──────── Ausgewählter Text ────────
Berlin, 30. Nov – Arbeitskräfte aus Staaten außerhalb der Europäischen Union (EU) sollen leichter nach Deutschland kommen können. Entsprechende Eckpunkte hat die Bundesregierung am Mittwoch beschlossen. Dabei geht es nicht nur um Fachkräfte, sondern auch um Arbeitskräfte ohne anerkannte Berufsabschlüsse.
Den Anstoß für die Reform gibt der demografisch bedingte Schwund der arbeitsfähigen Menschen in Deutschland. Einmal Zugewanderte sollen aber auch bleiben. Einen Schritt in diese Richtung soll der Bundestag am Freitag mit dem „Chancenaufenthaltsrecht“ für Geduldete beschließen. Innenministerin Nancy Faeser (SPD) will zudem Einbürgerungen nach fünf statt acht Jahren ermöglichen. Es folgt ein Überblick:
DREI-SÄULEN-ECKPUNKTE
In den Eckpunkten heißt es, die Fachkräfte-Einwanderung solle auf drei Säulen beruhen. Diese orientieren sich an akademischen und beruflichen Abschlüssen, an der Berufserfahrung – und am Potenzial möglicher Arbeitskräfte.
──────── Bereitgestelltes Material ────────
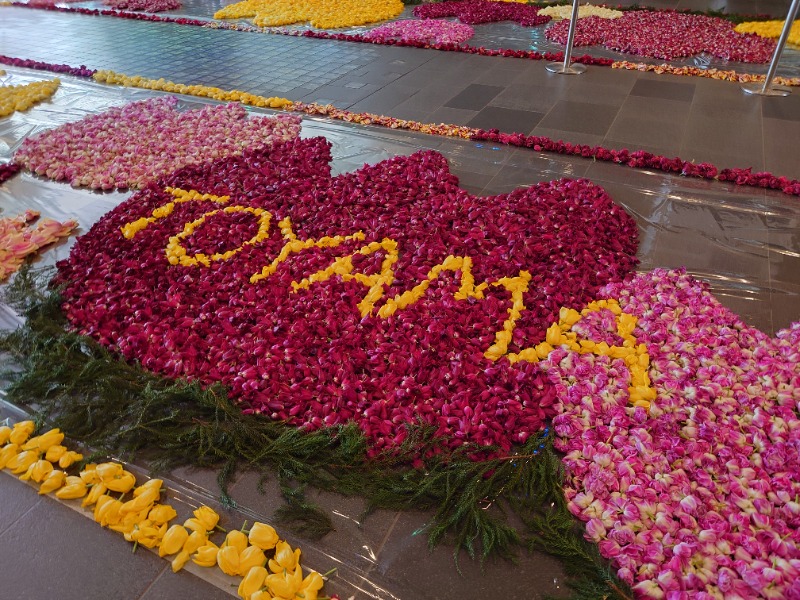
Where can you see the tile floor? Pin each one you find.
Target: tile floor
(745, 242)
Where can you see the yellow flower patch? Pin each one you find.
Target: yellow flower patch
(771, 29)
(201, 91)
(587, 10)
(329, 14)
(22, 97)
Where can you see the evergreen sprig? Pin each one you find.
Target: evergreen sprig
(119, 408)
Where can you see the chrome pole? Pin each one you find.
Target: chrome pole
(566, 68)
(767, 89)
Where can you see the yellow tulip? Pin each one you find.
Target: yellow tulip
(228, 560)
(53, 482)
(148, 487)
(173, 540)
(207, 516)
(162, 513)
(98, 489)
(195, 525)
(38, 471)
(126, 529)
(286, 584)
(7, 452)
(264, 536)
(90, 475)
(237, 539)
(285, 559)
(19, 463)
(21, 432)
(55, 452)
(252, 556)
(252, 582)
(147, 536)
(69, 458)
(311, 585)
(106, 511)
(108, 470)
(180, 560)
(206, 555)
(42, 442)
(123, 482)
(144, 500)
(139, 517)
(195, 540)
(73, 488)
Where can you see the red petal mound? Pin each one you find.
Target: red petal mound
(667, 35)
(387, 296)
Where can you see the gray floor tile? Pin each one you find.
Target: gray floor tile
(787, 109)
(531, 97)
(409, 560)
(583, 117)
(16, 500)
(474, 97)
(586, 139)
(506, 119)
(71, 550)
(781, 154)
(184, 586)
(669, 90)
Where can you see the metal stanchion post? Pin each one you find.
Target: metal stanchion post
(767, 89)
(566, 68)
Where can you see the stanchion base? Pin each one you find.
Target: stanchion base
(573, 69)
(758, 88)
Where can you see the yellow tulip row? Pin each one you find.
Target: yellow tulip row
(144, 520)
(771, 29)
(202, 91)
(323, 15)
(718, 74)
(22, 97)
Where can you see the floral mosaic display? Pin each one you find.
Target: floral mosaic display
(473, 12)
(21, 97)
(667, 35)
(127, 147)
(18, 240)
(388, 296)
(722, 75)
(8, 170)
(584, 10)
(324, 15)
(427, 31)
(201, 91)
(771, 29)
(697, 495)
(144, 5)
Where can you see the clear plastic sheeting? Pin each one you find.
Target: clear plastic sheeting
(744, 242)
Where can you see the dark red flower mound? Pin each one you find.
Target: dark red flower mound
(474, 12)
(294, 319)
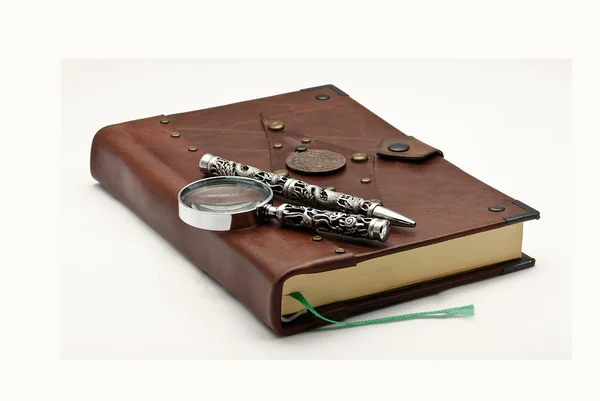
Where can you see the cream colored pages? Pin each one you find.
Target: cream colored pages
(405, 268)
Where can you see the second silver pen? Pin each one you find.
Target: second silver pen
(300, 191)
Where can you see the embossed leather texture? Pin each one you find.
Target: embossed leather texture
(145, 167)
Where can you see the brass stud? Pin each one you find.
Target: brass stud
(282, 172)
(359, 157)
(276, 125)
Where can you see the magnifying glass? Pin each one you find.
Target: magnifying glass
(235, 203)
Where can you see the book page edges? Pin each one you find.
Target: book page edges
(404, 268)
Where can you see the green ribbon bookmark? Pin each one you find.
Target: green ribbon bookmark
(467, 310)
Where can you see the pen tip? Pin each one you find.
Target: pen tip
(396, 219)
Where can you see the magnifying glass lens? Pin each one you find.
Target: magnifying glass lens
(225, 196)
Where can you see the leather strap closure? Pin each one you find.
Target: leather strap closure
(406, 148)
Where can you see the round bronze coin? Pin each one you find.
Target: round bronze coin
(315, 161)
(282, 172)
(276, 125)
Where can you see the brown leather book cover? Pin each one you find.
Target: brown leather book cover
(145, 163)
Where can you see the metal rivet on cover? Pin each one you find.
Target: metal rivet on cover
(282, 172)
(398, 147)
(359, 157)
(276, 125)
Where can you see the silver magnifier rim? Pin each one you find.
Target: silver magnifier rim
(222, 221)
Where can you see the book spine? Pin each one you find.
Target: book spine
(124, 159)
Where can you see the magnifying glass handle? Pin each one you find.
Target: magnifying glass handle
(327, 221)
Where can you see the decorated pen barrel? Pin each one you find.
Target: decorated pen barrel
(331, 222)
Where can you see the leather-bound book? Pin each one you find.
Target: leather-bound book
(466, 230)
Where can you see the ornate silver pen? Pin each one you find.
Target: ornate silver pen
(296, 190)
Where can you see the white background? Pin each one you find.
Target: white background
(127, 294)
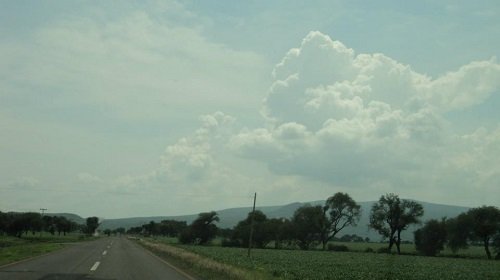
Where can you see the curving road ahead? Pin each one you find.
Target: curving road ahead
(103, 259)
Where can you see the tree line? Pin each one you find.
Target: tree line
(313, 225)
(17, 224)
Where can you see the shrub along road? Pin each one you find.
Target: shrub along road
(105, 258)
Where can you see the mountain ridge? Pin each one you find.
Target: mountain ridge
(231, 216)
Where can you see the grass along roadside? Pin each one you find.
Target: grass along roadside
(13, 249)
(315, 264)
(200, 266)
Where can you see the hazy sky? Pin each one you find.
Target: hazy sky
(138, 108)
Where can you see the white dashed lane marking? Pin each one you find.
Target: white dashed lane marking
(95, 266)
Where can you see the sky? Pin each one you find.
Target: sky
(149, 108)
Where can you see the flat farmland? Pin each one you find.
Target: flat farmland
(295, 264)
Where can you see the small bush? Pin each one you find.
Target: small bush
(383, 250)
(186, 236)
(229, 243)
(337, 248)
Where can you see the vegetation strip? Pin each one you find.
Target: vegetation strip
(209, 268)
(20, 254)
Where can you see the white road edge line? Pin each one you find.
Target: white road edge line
────────
> **Deine Aufgabe**: Gib aus dem Text zur Arbeitskräfte-Einwanderung den Abschnitt von „Den Anstoß für“ bis einschließlich „Potenzial möglicher Arbeitskräfte.“ wortgetreu wieder.

> **Richtige Antwort**:
Den Anstoß für die Reform gibt der demografisch bedingte Schwund der arbeitsfähigen Menschen in Deutschland. Einmal Zugewanderte sollen aber auch bleiben. Einen Schritt in diese Richtung soll der Bundestag am Freitag mit dem „Chancenaufenthaltsrecht“ für Geduldete beschließen. Innenministerin Nancy Faeser (SPD) will zudem Einbürgerungen nach fünf statt acht Jahren ermöglichen. Es folgt ein Überblick:
DREI-SÄULEN-ECKPUNKTE
In den Eckpunkten heißt es, die Fachkräfte-Einwanderung solle auf drei Säulen beruhen. Diese orientieren sich an akademischen und beruflichen Abschlüssen, an der Berufserfahrung – und am Potenzial möglicher Arbeitskräfte.